◆ What needs to be done ◆
Can you copy out the full passage about Jackson's departure from the EPA, word for word?

Jackson, 50, announced her departure in a statement Thursday. She gave no particular reason for leaving but said she was ready for new challenges, time with her family and new opportunities to make a difference.
Jackson’s tenure was marked by high-profile brawls with industry and congressional Republicans over such issues as global warming pollution, the Keystone XL oil pipeline and new controls on coal-fired plants.
Under her leadership, the agency declared for the first time that carbon dioxide was a danger to human health and could be regulated under the Clean Air Act, leading the EPA to develop a new regulatory regime to limit carbon emissions.
"I want to thank President Obama for the honor he bestowed on me and the confidence he placed in me four years ago this month when he announced my nomination as Administrator of the Environmental Protection Agency," Jackson said.
"At the time I spoke about the need to address climate change, but also said: There is much more on the agenda: air pollution, toxic chemicals and children’s health issues, redevelopment and waste-site cleanup issues, and justice for the communities who bear disproportionate risk," she added.
Jackson is expected to leave after the State of the Union address in late January. Cabinet members looking to move on often leave at the beginning of a president’s second term.

◆ Records ◆
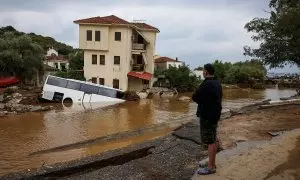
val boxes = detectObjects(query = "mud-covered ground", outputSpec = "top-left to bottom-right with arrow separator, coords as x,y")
3,103 -> 300,179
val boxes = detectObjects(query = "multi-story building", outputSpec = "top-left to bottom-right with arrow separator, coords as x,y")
154,55 -> 184,69
44,48 -> 69,71
74,15 -> 159,90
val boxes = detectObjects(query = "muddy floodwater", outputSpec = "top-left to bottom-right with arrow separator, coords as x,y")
0,89 -> 295,175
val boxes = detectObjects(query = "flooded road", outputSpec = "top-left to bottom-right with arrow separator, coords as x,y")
0,89 -> 295,175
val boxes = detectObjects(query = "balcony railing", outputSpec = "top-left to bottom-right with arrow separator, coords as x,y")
132,43 -> 146,50
132,64 -> 145,72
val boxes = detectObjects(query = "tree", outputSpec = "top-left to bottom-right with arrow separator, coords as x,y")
69,50 -> 84,70
0,32 -> 44,80
244,0 -> 300,68
0,26 -> 74,56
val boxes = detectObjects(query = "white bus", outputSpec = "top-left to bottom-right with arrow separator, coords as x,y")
42,75 -> 124,104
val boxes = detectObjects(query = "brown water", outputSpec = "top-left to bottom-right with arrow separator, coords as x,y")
0,89 -> 295,175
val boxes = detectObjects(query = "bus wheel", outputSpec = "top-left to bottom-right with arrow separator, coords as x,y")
63,98 -> 73,107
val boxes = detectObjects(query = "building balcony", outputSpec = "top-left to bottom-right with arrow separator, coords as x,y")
132,43 -> 146,51
131,64 -> 145,72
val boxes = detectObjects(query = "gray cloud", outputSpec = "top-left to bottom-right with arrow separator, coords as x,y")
0,0 -> 298,71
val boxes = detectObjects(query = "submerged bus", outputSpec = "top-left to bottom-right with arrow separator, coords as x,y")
42,75 -> 124,104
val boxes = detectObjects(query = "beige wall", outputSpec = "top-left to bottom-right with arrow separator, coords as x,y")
167,62 -> 183,69
128,77 -> 144,91
140,31 -> 156,74
79,25 -> 109,50
79,25 -> 156,90
44,61 -> 69,70
155,63 -> 167,69
84,27 -> 131,90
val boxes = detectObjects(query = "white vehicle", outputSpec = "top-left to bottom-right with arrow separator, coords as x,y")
42,76 -> 124,105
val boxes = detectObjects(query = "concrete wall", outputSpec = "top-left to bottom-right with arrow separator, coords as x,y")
155,62 -> 183,69
128,77 -> 144,91
79,25 -> 109,51
84,27 -> 132,90
44,61 -> 69,70
167,62 -> 183,69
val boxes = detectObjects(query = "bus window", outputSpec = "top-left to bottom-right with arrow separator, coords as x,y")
67,81 -> 81,91
80,84 -> 99,94
98,88 -> 116,98
47,76 -> 68,88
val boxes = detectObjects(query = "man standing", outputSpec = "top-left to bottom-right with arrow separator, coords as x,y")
193,64 -> 222,175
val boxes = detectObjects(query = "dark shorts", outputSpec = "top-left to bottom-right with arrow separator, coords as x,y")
200,120 -> 217,144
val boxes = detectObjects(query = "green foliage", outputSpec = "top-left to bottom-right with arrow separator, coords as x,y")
244,0 -> 300,68
69,50 -> 84,70
194,66 -> 203,71
213,60 -> 267,84
54,70 -> 85,81
154,66 -> 200,92
0,26 -> 74,56
0,31 -> 44,80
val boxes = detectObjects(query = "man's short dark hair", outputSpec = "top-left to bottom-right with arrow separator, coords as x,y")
204,64 -> 215,75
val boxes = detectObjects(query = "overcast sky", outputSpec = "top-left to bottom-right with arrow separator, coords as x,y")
0,0 -> 299,72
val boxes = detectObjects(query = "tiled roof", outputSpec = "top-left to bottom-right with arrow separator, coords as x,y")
74,15 -> 130,24
74,15 -> 159,31
46,55 -> 68,61
127,71 -> 152,81
154,57 -> 181,63
131,23 -> 159,31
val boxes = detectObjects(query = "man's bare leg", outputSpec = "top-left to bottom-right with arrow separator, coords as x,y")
208,143 -> 217,168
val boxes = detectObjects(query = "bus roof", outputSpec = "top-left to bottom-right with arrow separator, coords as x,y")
47,75 -> 123,92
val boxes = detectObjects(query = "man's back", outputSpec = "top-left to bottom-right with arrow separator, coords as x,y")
193,77 -> 222,124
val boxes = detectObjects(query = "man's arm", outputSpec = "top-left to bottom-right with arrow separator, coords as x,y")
192,83 -> 208,104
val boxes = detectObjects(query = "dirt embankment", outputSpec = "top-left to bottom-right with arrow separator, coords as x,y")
0,86 -> 53,117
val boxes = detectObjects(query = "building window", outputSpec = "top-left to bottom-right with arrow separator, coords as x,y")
86,30 -> 93,41
99,78 -> 105,85
92,54 -> 97,64
115,32 -> 121,41
113,79 -> 120,89
95,31 -> 101,41
92,77 -> 97,84
60,63 -> 67,71
100,55 -> 105,65
54,63 -> 58,69
114,56 -> 120,65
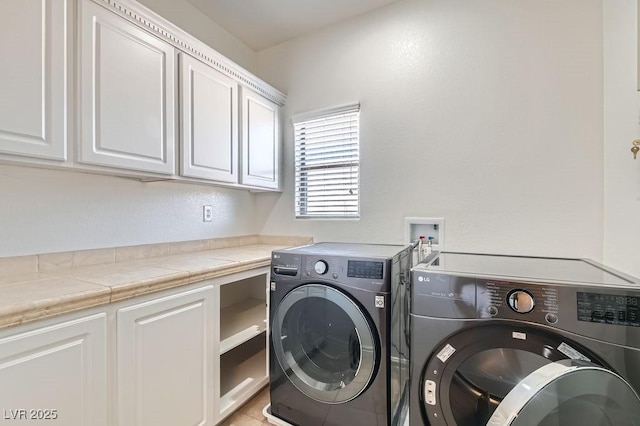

◆ Solved exercise ◆
Jackson, 50, announced her departure in a statement Thursday. She gave no particular reason for leaving but said she was ready for new challenges, time with her family and new opportunities to make a difference.
Jackson’s tenure was marked by high-profile brawls with industry and congressional Republicans over such issues as global warming pollution, the Keystone XL oil pipeline and new controls on coal-fired plants.
Under her leadership, the agency declared for the first time that carbon dioxide was a danger to human health and could be regulated under the Clean Air Act, leading the EPA to develop a new regulatory regime to limit carbon emissions.
"I want to thank President Obama for the honor he bestowed on me and the confidence he placed in me four years ago this month when he announced my nomination as Administrator of the Environmental Protection Agency," Jackson said.
"At the time I spoke about the need to address climate change, but also said: There is much more on the agenda: air pollution, toxic chemicals and children’s health issues, redevelopment and waste-site cleanup issues, and justice for the communities who bear disproportionate risk," she added.
Jackson is expected to leave after the State of the Union address in late January. Cabinet members looking to move on often leave at the beginning of a president’s second term.